* TASK DATA *
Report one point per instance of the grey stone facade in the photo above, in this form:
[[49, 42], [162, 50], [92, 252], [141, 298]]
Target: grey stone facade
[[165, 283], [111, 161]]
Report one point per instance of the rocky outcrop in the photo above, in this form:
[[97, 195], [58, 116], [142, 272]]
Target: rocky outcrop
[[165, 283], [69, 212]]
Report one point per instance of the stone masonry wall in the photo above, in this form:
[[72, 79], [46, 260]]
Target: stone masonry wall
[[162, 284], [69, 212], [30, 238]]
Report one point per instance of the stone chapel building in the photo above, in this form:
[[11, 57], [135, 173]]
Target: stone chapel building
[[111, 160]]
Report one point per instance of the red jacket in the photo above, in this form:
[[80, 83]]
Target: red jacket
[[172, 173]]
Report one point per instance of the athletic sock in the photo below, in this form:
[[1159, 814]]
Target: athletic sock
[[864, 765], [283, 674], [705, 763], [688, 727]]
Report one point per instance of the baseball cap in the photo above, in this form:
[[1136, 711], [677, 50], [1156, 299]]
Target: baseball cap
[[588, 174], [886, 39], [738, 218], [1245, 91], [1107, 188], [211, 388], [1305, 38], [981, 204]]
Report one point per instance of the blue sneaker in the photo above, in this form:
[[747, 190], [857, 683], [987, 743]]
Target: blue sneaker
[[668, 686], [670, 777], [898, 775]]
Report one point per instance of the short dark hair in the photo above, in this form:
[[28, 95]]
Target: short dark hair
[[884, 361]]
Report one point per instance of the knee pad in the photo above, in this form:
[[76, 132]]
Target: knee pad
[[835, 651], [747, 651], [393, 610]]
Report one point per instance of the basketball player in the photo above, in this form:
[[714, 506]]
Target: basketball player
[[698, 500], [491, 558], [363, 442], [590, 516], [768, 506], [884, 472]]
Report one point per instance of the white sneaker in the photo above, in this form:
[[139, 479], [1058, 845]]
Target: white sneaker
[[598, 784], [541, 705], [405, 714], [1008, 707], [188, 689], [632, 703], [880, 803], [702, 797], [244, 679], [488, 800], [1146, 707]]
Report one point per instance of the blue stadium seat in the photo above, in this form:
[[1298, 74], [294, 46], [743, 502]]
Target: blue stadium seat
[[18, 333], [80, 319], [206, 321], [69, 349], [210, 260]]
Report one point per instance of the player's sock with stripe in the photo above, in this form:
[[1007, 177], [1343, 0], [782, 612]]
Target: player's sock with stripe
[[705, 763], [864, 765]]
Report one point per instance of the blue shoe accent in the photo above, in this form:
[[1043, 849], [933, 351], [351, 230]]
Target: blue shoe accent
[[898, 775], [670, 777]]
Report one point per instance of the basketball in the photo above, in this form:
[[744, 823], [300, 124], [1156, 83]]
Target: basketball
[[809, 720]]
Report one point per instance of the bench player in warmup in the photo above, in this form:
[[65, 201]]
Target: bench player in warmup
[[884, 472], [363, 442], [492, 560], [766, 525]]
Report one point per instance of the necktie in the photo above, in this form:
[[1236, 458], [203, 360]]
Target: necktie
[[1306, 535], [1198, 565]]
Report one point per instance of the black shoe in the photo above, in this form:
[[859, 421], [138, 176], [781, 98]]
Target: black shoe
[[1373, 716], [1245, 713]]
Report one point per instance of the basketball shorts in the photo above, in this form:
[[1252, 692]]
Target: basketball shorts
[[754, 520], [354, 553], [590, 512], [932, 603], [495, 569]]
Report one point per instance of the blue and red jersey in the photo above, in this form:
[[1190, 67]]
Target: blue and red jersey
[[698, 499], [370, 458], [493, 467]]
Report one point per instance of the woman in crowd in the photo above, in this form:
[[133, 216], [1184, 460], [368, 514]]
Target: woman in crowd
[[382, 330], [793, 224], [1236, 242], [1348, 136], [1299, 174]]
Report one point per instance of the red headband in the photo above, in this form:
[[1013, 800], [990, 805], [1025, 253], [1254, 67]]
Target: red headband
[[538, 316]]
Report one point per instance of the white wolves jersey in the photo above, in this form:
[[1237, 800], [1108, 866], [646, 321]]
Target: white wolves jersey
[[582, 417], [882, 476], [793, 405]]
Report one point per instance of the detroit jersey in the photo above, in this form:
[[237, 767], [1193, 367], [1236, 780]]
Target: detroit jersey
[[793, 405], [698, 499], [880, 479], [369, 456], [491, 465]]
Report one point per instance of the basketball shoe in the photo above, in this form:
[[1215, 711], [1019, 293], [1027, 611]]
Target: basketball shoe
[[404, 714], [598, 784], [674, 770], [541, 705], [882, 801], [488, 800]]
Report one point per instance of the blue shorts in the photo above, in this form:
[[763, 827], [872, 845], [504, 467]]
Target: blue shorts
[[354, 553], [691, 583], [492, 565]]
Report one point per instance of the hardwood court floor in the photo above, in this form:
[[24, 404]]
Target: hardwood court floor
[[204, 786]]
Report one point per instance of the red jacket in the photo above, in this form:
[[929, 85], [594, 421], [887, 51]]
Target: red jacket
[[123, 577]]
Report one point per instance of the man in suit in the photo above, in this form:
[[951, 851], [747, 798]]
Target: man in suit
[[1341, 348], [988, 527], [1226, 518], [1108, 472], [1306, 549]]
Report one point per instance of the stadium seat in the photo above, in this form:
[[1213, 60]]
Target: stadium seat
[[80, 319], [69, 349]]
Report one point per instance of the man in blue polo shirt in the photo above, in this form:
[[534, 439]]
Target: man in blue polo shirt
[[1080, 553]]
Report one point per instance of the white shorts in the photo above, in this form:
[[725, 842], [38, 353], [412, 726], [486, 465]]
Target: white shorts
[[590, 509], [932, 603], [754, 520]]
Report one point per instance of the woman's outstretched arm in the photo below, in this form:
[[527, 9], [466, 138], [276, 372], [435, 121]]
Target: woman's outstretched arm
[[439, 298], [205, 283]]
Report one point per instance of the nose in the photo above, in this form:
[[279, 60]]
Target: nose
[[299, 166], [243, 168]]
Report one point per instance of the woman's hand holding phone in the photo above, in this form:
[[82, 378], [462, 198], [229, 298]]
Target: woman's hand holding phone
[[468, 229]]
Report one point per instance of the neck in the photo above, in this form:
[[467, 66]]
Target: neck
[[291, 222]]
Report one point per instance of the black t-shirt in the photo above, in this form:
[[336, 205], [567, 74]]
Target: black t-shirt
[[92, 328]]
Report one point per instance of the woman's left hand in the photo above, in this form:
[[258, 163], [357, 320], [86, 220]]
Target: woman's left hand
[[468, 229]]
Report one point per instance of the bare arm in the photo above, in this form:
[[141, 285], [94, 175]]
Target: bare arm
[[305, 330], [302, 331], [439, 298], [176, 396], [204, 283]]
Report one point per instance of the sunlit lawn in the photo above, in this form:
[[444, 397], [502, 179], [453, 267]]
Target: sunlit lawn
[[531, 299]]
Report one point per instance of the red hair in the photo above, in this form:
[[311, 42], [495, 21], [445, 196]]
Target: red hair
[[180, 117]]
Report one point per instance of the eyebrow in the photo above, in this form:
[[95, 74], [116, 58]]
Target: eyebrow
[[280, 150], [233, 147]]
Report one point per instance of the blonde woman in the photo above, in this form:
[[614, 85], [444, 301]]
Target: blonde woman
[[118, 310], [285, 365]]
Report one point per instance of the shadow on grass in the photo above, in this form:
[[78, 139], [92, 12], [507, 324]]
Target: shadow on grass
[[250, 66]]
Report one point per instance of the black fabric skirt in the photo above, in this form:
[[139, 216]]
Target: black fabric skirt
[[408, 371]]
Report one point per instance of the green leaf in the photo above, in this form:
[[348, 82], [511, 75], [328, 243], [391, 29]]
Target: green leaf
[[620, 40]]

---

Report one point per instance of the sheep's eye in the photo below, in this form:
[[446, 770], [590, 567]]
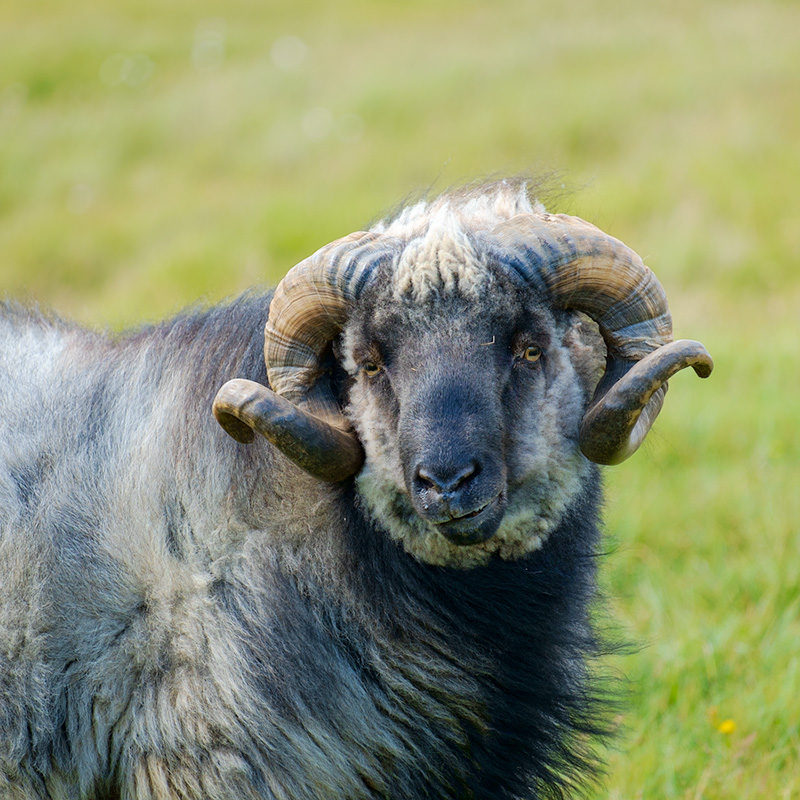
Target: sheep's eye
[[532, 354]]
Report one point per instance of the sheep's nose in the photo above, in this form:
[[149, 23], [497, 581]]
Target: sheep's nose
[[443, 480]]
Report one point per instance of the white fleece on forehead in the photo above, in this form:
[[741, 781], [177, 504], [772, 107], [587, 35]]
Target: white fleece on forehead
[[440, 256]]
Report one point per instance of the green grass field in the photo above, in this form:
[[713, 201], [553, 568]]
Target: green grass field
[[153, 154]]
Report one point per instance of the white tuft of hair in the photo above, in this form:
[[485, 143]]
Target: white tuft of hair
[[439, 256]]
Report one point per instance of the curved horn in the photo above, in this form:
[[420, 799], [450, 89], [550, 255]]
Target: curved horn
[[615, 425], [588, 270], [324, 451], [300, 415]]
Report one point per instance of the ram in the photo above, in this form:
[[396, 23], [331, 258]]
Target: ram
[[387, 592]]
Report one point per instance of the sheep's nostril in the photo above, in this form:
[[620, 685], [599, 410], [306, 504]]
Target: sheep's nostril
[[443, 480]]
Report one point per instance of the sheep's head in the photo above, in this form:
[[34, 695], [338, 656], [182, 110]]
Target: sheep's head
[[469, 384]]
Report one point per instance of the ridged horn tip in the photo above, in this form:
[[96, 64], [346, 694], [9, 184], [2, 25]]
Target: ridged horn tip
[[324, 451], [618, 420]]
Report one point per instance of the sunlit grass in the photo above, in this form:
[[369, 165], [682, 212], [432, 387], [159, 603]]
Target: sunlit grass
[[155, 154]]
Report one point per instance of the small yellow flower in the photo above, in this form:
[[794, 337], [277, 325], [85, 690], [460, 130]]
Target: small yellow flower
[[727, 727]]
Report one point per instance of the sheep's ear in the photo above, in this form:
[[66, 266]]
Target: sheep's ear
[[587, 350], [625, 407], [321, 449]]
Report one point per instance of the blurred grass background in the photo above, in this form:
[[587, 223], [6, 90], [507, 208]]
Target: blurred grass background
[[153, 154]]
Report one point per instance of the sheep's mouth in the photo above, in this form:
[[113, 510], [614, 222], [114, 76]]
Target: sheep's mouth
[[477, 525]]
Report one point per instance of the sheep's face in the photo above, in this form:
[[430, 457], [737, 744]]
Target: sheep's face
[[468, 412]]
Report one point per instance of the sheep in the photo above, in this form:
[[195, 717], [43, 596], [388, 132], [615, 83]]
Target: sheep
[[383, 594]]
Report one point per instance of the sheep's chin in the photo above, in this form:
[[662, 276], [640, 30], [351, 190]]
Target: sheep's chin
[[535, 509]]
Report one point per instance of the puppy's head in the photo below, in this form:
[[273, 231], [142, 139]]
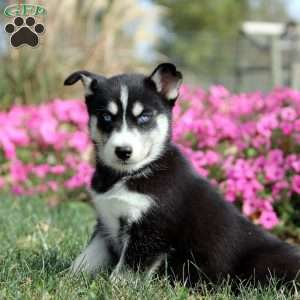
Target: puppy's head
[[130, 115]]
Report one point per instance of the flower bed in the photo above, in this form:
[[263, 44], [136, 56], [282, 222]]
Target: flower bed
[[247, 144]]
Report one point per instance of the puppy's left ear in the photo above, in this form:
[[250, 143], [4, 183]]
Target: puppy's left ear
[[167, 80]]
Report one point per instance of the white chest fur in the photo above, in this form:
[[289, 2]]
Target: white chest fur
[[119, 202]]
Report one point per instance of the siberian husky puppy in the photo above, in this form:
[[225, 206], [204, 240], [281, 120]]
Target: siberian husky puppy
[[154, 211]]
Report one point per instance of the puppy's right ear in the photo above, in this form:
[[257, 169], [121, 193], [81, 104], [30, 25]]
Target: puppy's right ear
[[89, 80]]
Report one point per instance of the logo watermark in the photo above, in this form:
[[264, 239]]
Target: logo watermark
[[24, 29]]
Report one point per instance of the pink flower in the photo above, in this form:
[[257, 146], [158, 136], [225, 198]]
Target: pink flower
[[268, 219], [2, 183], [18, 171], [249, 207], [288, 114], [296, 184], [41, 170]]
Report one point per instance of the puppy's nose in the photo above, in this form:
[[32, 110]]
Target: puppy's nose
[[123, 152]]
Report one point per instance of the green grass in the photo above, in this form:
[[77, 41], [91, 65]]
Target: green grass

...

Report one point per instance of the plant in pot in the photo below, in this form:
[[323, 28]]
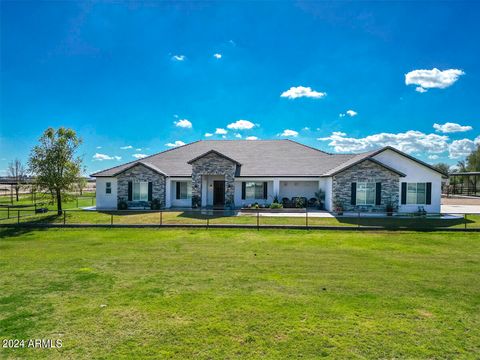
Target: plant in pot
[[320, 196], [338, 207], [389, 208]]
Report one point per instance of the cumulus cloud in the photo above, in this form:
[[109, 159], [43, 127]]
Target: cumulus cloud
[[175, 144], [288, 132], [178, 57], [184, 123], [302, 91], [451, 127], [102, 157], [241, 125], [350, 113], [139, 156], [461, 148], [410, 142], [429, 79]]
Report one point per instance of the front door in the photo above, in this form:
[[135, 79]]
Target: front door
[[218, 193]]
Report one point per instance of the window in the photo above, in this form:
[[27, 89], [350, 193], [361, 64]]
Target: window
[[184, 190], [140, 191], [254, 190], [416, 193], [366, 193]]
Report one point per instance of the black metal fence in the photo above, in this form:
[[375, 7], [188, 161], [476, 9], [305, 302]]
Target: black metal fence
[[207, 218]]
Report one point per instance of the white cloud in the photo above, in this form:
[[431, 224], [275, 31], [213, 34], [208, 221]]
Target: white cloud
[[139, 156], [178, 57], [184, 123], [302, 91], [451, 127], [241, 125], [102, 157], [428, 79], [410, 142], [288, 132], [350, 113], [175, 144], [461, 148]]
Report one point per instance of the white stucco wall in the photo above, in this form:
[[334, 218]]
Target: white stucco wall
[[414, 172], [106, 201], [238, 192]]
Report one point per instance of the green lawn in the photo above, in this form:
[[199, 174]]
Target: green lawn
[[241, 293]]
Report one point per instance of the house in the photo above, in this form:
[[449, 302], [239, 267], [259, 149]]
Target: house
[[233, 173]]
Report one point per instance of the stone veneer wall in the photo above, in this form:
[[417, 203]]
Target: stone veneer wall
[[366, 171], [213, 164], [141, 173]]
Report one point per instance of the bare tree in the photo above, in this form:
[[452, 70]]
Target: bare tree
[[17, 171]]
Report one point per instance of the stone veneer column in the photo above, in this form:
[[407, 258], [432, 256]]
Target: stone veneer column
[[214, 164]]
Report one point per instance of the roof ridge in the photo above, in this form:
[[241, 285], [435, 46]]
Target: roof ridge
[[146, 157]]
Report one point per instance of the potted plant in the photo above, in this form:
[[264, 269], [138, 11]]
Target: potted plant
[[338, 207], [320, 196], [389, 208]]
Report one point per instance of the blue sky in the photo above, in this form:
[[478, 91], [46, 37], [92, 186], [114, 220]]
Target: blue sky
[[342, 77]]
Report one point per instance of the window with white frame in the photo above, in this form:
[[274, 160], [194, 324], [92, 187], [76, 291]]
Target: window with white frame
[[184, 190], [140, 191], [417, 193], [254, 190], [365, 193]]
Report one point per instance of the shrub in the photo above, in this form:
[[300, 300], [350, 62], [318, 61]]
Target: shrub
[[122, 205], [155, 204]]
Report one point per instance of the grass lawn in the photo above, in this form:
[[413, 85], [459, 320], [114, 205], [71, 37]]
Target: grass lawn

* TASK PROMPT *
Within the entries, find all lines that contain "below" and copy each one.

* SOLUTION *
Report one point per instance of the athletic sock in the photo below, in this form:
Report one point per instance of the woman's outstretched arm in the photo below, in this form:
Report one point per instance of the sheep's eye in the photo below, in this form:
Report one point per instance of the puppy's head in the photo below, in this form:
Report one point per instance of the plant in pot in the photo below, in this form:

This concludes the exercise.